:: Dataset items ::
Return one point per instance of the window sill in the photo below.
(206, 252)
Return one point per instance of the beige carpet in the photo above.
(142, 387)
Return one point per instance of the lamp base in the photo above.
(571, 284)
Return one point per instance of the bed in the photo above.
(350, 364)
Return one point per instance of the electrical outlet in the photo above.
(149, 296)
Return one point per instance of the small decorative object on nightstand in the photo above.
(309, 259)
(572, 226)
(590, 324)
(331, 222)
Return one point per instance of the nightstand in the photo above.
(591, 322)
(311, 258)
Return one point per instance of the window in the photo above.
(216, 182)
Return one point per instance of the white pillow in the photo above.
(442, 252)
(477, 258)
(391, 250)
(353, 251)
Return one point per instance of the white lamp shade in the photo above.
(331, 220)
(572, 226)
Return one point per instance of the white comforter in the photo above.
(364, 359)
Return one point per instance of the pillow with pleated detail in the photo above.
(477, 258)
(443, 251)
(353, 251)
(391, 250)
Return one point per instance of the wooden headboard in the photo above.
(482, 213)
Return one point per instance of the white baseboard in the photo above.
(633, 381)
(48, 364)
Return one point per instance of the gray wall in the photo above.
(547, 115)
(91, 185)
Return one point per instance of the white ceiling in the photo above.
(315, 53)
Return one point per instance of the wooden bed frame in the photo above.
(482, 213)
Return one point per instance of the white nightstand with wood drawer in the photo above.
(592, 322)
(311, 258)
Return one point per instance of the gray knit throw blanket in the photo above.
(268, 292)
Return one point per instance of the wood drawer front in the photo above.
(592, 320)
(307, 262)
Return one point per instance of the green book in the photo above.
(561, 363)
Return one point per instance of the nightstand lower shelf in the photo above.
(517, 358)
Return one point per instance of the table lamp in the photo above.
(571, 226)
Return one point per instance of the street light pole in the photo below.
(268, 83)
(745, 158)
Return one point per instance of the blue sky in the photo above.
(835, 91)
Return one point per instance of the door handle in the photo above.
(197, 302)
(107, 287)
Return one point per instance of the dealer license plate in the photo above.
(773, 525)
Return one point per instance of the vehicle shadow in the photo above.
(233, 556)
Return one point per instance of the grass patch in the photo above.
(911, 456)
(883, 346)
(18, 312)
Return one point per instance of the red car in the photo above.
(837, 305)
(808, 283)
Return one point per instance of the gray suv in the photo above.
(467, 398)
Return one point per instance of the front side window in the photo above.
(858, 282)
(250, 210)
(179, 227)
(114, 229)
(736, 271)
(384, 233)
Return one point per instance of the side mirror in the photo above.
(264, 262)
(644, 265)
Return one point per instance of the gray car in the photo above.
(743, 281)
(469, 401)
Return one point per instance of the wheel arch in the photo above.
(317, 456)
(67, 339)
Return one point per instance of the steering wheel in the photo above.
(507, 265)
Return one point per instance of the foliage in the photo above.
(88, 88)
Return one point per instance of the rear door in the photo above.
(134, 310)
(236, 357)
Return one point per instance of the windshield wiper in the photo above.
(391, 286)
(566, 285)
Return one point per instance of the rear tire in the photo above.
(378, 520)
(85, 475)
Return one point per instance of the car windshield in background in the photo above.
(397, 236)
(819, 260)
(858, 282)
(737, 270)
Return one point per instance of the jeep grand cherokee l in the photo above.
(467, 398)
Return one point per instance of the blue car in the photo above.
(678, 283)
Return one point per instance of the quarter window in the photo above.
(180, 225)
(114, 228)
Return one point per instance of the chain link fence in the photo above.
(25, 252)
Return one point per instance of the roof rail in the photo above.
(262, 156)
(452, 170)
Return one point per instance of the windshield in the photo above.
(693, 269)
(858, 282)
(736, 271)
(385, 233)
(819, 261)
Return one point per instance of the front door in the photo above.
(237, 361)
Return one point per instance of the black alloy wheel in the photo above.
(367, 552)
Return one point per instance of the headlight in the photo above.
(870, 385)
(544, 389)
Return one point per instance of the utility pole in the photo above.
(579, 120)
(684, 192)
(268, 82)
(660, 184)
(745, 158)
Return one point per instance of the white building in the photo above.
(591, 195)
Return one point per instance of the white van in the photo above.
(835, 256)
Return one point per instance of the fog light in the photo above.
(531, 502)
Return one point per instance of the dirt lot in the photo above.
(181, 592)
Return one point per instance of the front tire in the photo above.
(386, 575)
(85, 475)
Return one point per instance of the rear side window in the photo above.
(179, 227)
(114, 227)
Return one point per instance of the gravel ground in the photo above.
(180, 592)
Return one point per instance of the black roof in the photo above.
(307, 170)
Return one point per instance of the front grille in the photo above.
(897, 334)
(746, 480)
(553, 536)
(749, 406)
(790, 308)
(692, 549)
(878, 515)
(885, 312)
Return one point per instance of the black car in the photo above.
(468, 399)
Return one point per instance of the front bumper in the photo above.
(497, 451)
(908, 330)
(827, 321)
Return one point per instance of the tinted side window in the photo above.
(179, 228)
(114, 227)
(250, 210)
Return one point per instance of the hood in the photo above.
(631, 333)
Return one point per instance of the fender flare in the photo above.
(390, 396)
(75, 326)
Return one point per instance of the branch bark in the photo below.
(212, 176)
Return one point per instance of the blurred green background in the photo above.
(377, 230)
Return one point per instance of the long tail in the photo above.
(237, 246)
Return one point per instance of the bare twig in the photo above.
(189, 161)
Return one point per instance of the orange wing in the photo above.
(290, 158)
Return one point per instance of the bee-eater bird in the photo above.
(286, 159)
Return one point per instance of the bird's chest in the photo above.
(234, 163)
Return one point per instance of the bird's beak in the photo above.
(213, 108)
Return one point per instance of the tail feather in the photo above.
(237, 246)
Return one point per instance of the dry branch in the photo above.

:: Task brief ::
Print the data above exactly.

:: Task solution ::
Return one point per instance of the window sill in the photo below.
(206, 252)
Return one point per instance of the beige carpet in the photo above.
(142, 387)
Return one point per instance of the lamp base in the photo above.
(571, 284)
Return one point per instance of the bed in the photo above.
(350, 364)
Return one point per instance of the electrical outlet in the photo above.
(149, 296)
Return one point per instance of the small decorative object on nightstand in the photo above.
(309, 259)
(572, 226)
(590, 324)
(331, 222)
Return one point per instance of the nightstand in the photo above.
(591, 322)
(311, 258)
Return one point per instance of the window in the photo above.
(216, 182)
Return one point per instance of the white pillow in the photo above.
(442, 252)
(477, 258)
(391, 250)
(353, 251)
Return one point per instance of the white lamp shade in the photo above.
(331, 220)
(572, 226)
Return one point per instance of the white comforter in the photo above.
(364, 359)
Return one point per instance of the pillow with pleated detail in the photo above.
(477, 258)
(443, 251)
(353, 251)
(391, 250)
Return one point per instance of the wooden headboard in the photo above.
(482, 213)
Return one point per instance of the white baseboard in the photo above.
(633, 381)
(48, 364)
Return one point per instance of the gray wall in the photo above.
(547, 115)
(91, 185)
Return one point per instance of the white ceiling in the photo above.
(315, 53)
Return one point per instance of the wooden bed frame in the photo above.
(482, 213)
Return one point per instance of the white nightstand with wood drawer in the photo above.
(592, 322)
(311, 258)
Return one point per instance of the gray knit throw blanket in the photo above.
(268, 292)
Return one point per instance of the wood drawer front in the photo above.
(592, 320)
(307, 262)
Return one point per instance of the green book in the photo above.
(561, 363)
Return one point per instance of the nightstand lower shelf in the photo above.
(517, 358)
Return one point per instance of the table lamp in the photo above.
(571, 226)
Return one point per instance of the street light pole in the photo below.
(268, 83)
(745, 158)
Return one point per instance of the blue sky in the photo above.
(835, 91)
Return one point per instance of the door handle in the photo above.
(197, 302)
(107, 287)
Return one point per instance of the dealer license plate in the photo above.
(773, 525)
Return one point per instance of the vehicle shadow in the photo above.
(233, 556)
Return one point per instance of the grass patch in the photo above.
(911, 456)
(883, 346)
(18, 312)
Return one point per instance of the red car in the photo above.
(837, 305)
(808, 283)
Return one point per instance of the gray suv in the photo above.
(467, 398)
Return one point per instance of the front side window in the photo above.
(858, 282)
(250, 210)
(179, 227)
(114, 229)
(736, 271)
(384, 233)
Return one point per instance of the side mirror in the photo above.
(264, 262)
(644, 265)
Return one point per instance of the gray car in the photo above.
(743, 281)
(469, 401)
Return one point per instance of the wheel arch in the photo above.
(317, 456)
(67, 339)
Return one point per instance of the steering wheel in the photo above.
(507, 265)
Return one point per instance of the foliage in the photo above.
(88, 88)
Return one point per instance of the rear door in the photo above.
(134, 310)
(236, 357)
Return one point per instance of the windshield wiper in the photo above.
(391, 286)
(566, 285)
Return one point per instance of the rear tire in the photo above.
(378, 520)
(85, 475)
Return one point per instance of the car windshield in background in the photo above.
(397, 236)
(819, 260)
(858, 282)
(737, 270)
Return one point per instance of the jeep grand cherokee l in the photo above.
(467, 398)
Return one point per instance of the blue car in the photo above.
(678, 283)
Return one point per instance of the quarter window in the photo above.
(180, 225)
(114, 228)
Return one point per instance of the chain link fence in the photo above.
(25, 252)
Return one point per instance of the roof rail in the photo above.
(262, 156)
(452, 170)
Return one point per instance of the windshield in the photo above.
(693, 269)
(858, 282)
(736, 271)
(385, 233)
(819, 261)
Return one point per instance of the front door in the photo above.
(237, 361)
Return one point per instance of the black alloy wheel in the photo above.
(367, 552)
Return one point per instance of the headlight in the photo above.
(870, 385)
(544, 389)
Return one point per instance of the utility pole in the photo above.
(579, 120)
(684, 192)
(268, 82)
(660, 184)
(745, 158)
Return one point per instance of the white building in the photo above.
(591, 195)
Return one point per instance of the white van in the photo above.
(835, 256)
Return one point per instance of the fog light in the photo above.
(531, 502)
Return one point per instance of the dirt lot in the photo above.
(181, 592)
Return one point per instance of the front tire in the photo above.
(386, 575)
(85, 475)
Return one point per instance of the rear side window in the photo above.
(179, 227)
(114, 227)
Return one point per instance of the gravel ground in the photo above.
(180, 592)
Return one point per instance of the black roof in the photo above.
(307, 170)
Return one point per instance of the front grille in the photo above.
(897, 334)
(746, 480)
(553, 536)
(749, 406)
(790, 308)
(692, 549)
(878, 515)
(885, 312)
Return one point per instance of the black car in the photo above.
(468, 399)
Return one point per instance of the front bumper in the photo above.
(497, 451)
(908, 330)
(827, 321)
Return one point per instance of the tinted side window in the photo above.
(179, 228)
(114, 227)
(250, 210)
Return one point per instance of the hood in the photo above.
(631, 333)
Return one point per instance of the fender flare in the photo above.
(390, 396)
(75, 326)
Return one point per instance of the branch bark in the photo below.
(212, 176)
Return one point per instance of the blurred green background in the photo above.
(377, 230)
Return one point per instance of the long tail in the photo above.
(237, 246)
Return one point per instance of the bare twig in the photo above.
(189, 161)
Return one point per instance of the orange wing in the photo above.
(290, 158)
Return one point per instance of the bee-eater bird in the photo above.
(286, 159)
Return one point per instance of the bird's chest in the photo above.
(234, 163)
Return one point per instance of the bird's beak in the photo above.
(213, 108)
Return one point per instance of the tail feather in the photo above.
(237, 246)
Return one point per instance of the dry branch in the photo above.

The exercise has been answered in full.